Re: [hwloc-devel] Strange difference

2010-03-31 Thread Samuel Thibault
Brice Goglin, le Wed 31 Mar 2010 11:37:17 +0200, a écrit :
> We might need to replace some occurences of "logical processor" in the
> doc with "processing unit". Or use both from time to time to make it
> clear that it's very similar (and explain the difference somewhere).

I'd say keep it in the glossary section of the documentation, to make it
clear that by PU we mean "logical processor", and not "core".

Samuel


Re: [hwloc-devel] Strange difference

2010-03-31 Thread Brice Goglin
Jeff Squyres wrote:
> Is it a crime to use the full word "Processor"?  At least on my machine, the 
> output width is still far less than 80 characters, so the full word should be 
> no problem.  But I don't know if there are other strange topologies out there 
> that would take up more space...?  (it certainly would in the graphic 
> output...)

Records provided

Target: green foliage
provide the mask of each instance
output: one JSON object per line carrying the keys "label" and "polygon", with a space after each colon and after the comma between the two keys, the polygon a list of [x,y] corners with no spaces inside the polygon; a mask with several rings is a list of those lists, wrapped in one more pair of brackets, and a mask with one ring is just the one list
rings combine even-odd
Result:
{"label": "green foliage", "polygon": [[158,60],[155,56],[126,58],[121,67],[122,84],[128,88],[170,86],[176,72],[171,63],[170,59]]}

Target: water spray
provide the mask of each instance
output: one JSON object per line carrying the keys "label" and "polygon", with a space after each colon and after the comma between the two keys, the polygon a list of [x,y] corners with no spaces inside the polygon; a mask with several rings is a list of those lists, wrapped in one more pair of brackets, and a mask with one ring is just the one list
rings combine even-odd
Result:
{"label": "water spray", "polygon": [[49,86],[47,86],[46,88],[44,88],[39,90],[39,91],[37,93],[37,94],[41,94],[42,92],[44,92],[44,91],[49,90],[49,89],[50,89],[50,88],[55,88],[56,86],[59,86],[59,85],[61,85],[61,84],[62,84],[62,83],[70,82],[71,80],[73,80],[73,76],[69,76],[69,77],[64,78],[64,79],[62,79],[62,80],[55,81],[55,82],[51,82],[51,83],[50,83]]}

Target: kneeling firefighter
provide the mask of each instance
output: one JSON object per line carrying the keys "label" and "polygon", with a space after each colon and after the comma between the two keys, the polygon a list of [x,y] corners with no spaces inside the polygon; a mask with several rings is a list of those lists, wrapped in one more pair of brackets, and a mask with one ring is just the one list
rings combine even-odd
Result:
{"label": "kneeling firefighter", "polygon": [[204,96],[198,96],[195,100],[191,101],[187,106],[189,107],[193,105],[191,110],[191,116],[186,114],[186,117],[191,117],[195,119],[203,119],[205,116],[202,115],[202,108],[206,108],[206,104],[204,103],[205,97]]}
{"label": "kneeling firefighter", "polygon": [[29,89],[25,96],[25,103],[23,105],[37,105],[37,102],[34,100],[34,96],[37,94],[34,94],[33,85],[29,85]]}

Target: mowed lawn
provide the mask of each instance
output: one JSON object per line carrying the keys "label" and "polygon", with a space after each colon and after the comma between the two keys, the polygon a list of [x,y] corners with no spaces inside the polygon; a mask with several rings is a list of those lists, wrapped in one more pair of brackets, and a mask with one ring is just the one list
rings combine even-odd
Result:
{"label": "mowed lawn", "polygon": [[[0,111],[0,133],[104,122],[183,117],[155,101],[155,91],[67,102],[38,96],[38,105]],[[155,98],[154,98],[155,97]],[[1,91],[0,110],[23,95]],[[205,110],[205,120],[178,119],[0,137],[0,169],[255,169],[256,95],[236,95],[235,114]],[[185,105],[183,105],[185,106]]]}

Directions
1 > In the mailing-list thread, which part of the documentation does Samuel say should make clear what PU means?
2 > Return everything in the mailing-list thread from "2010-03-31 Thread Samuel" down to "the difference somewhere).".
The entries have nothing to do with the mailing-list thread.

Solutions for each task
1 > The glossary section of the documentation.

2 >
2010-03-31 Thread Samuel Thibault
Brice Goglin, le Wed 31 Mar 2010 11:37:17 +0200, a écrit :
> We might need to replace some occurences of "logical processor" in the
> doc with "processing unit". Or use both from time to time to make it
> clear that it's very similar (and explain the difference somewhere).